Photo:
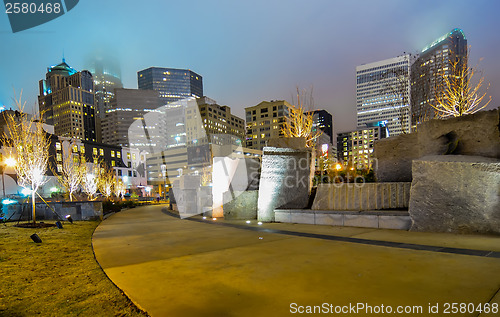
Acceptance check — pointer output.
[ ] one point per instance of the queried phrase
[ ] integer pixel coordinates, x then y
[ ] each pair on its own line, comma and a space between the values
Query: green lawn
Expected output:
58, 277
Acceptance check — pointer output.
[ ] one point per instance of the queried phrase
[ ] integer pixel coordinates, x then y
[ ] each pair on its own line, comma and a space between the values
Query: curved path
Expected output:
174, 267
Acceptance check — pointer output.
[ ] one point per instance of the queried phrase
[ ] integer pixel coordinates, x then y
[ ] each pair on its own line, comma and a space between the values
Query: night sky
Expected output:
250, 51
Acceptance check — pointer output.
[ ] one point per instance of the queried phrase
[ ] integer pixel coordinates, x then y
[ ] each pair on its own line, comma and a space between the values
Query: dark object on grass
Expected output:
34, 225
35, 238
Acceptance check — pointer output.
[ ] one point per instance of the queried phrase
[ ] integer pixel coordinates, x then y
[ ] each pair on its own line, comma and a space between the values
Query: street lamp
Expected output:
164, 172
9, 162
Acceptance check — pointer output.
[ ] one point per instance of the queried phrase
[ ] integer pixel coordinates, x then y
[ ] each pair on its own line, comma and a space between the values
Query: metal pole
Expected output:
3, 180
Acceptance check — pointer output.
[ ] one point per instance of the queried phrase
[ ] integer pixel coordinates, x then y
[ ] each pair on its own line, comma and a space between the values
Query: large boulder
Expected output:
240, 205
455, 193
286, 180
476, 134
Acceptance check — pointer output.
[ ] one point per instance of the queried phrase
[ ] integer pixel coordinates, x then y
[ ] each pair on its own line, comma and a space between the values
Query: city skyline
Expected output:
250, 52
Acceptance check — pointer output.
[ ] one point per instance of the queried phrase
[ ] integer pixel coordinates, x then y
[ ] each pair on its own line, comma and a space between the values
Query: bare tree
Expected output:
90, 180
119, 188
299, 123
29, 143
460, 95
107, 180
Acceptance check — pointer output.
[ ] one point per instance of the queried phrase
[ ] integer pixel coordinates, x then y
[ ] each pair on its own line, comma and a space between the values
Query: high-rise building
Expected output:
323, 121
66, 101
265, 121
126, 106
383, 93
170, 83
107, 76
355, 148
220, 125
427, 72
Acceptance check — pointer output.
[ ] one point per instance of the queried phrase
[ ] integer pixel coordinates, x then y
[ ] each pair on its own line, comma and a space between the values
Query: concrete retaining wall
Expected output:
79, 210
382, 220
368, 196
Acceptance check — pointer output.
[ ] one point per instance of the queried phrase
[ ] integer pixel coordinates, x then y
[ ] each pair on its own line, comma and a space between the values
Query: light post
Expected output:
9, 162
164, 172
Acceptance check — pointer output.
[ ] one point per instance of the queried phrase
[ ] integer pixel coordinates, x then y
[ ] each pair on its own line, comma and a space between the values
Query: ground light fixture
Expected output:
35, 238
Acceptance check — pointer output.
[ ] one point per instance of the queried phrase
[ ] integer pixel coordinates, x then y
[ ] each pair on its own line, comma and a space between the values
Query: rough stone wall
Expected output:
476, 134
369, 196
394, 156
79, 210
243, 206
455, 193
286, 180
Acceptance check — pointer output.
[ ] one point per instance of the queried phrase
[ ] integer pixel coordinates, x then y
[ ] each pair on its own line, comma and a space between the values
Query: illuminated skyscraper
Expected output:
66, 101
170, 83
383, 94
107, 76
265, 121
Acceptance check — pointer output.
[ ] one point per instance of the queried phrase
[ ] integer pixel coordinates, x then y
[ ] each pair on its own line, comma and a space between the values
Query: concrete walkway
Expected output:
174, 267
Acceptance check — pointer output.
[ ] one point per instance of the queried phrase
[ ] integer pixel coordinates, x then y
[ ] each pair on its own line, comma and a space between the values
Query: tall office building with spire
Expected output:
66, 101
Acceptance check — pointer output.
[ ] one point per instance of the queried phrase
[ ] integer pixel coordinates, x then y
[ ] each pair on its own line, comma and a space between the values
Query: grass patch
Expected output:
58, 277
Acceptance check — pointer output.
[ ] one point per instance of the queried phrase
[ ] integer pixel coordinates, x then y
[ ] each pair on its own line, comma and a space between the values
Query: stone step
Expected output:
382, 219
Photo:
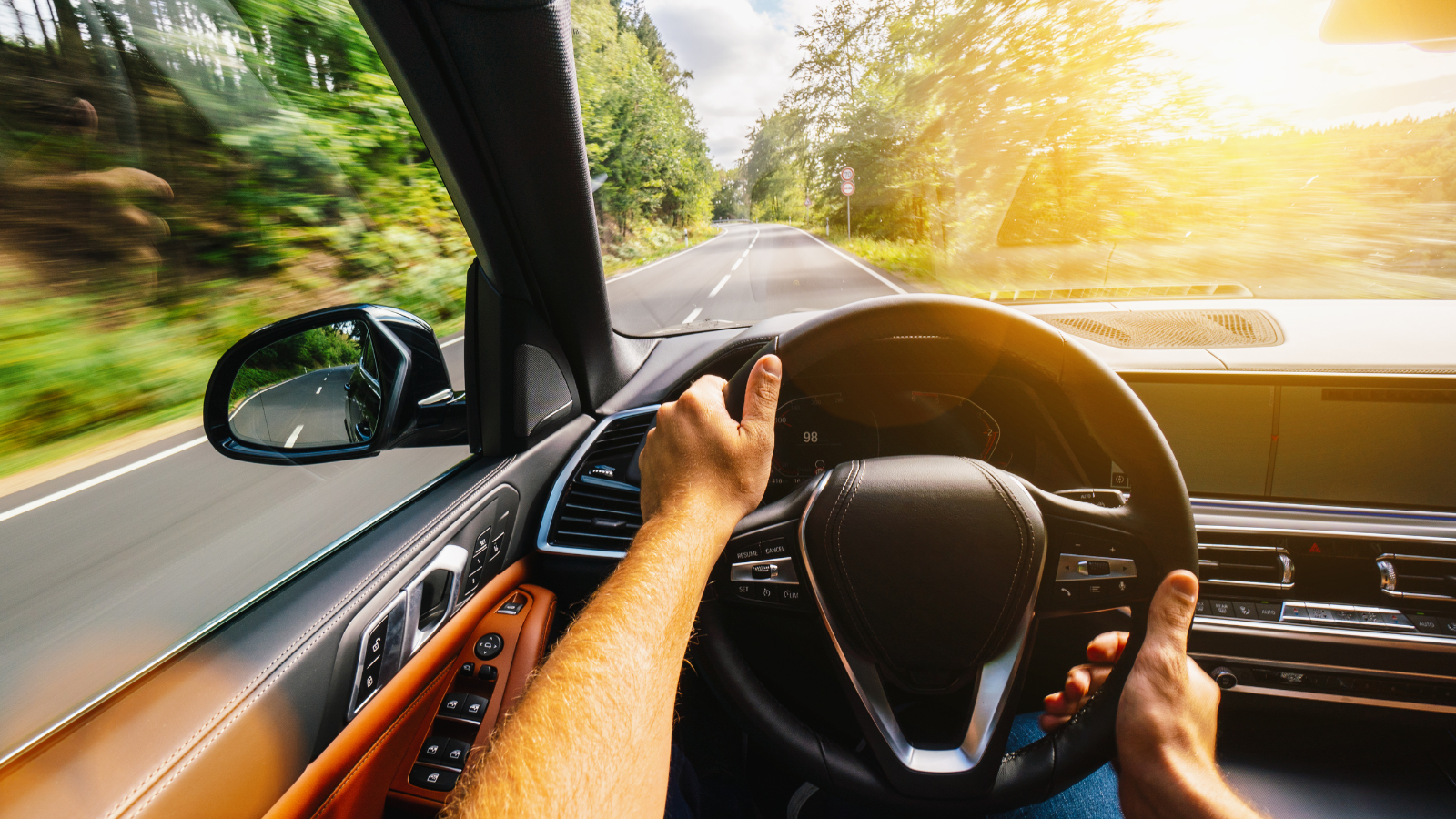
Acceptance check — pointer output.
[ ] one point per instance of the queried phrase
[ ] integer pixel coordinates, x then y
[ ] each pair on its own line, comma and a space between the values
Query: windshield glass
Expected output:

————

● Written request:
An exact transcription of all the entries is required, without the pictures.

● Solution:
Photo:
Acceptance check — pointer output.
[ ] one point per instance of the queried phrase
[ ] integer pixel coordinates, x then y
[ ] each pair on its own line, comma and a space between the values
Query: green lawn
Expected output:
58, 277
Acceptance check — pointer output.
[ ] one point per instance of the queried phrase
[ ] integer pixel coordinates, x then y
[ ] each pair on its own line, comma and a space between the values
Query: curved path
Expected output:
174, 267
Acceptance check — pointer output.
[ ] one point per instance of the queried phrase
[ ] integer pixel coordinates, x then y
[ ] each pair on its own line, comma and a space between the values
Query: night sky
Expected output:
250, 51
Acceptance check — pointer output.
[ ] one point per instance of the queried phrase
[ ] integer pixel coordinates, x then y
[ ] each pair on its own line, comma and a space between the values
Query: dark object on grass
Expected output:
34, 225
35, 238
Acceptance check — pointer output.
[ ] one point per instance of the queried phrase
[ ] integer pixel coordinates, x then y
[ ] each pair on its own line, comma and a space between the values
Query: street lamp
Expected output:
164, 172
9, 162
Acceptance check — pointer output.
[ ] one point per instance of the queried phrase
[ ] integer pixel coordinates, x then y
[ ] each pair on its own line, comma and a space between the values
Query: metal pole
Expected output:
3, 180
Acceptance check — pointer output.
[ ] one point per instance of the queried phrase
[ ] integer pixel coordinates, x then y
[ ] each pair on its own line, comma and a space between the values
Query: large boulder
Expected output:
240, 205
455, 193
286, 180
476, 134
Acceptance check — pointer output.
[ ] one point per instance of the queried phrase
[ ] integer pixel coordinates, x then y
[ ] each pair on its own line, comma and a space between the values
Query: city skyline
Expected output:
250, 52
Acceptance check — pointer output.
[ ] one point per instance of the queried phrase
[ ] integer pixel coordinates, x then y
[ ] each pair on its own line, comma and a space between the values
Query: bare tree
Expected output:
90, 180
119, 188
299, 123
29, 143
460, 95
107, 180
Acceptance check — pointer output.
[ ] one point per instance of the queried phrase
[ ] integer pixel coordinates, x then y
[ ] each pair on its own line, comma and a space between the values
Query: high-rise building
Expected output:
323, 121
66, 101
265, 121
126, 106
383, 93
170, 83
107, 76
355, 148
220, 125
427, 72
Acceptance check — pointer output.
[ ] one point per instance of the queried phrase
[ ] integer pixel coordinates, x then y
[ ] each pair on its own line, comma and a space between the values
Query: concrete retaining wall
Expected output:
79, 210
382, 220
368, 196
Acceptance check — pointer output.
[ ] one point per instance of the queried phrase
[ ] integer pixel coordinates, x then y
[ ] each pair on its own line, comma and a space between the values
Query: light post
Expected output:
9, 162
164, 172
Acceptance check — pointer output.
[ ] one point per instance of the queried phrase
[ ] integer pixel coordinates, x then y
[ ] each pair on its own line, comma and a space between the values
Query: ground light fixture
Expected output:
35, 238
Acceptance check — pointer output.
[ ] one point per instance of the queried phrase
[ ] integer pixel coordinates, x then y
[ ] each pair on its own line, comma and a space between the values
Query: rough stone wall
Expected output:
476, 134
369, 196
394, 156
79, 210
243, 206
455, 193
286, 180
Acceptance check — pointer output.
[ ] one point per instance of the queried phrase
[ ] integer pixel coordinates, x then y
[ ] each pair on its own line, comma and a space between the values
Query: illuminated skyscraper
Expected output:
66, 101
170, 83
383, 94
107, 76
265, 121
Acceptance check — pointer output.
[ ] one point per instance of the queried phrase
[ ] integer pixel coordinates, x then y
[ ] each pair on its own line, comma and a space between the values
Query: concrete walkway
Expected output:
174, 267
Acceptance check — pointer output.
[ ] one point per instance of the queried phrase
[ ] integer pixel coordinates, x then y
[ ] each pair on its own line, comma and a space between the values
Query: tall office building with spire
Expected output:
66, 101
Acceptance check — pointer output.
[ ] one point per instance of the queried phrase
[ ] integer pixel coordinates, x then y
[ ] each pair on its own line, comma and a space between the values
Query: grass patch
Expected output:
58, 277
Acceptance check — pointer output.
[ ] one point per instance of the queried phrase
[ ] integer pixel coordinates, x then y
[ ] each pair on its own line, comma and a space between the values
Query: stone step
Expected output:
382, 219
Photo:
Acceptance check — pointer output.
[ ] one point per instance of the queried phrase
[ ] integer pixel coordinates, x then y
[ ] each pair on its own line, comma and a space between the values
Query: windshield glass
Expected output:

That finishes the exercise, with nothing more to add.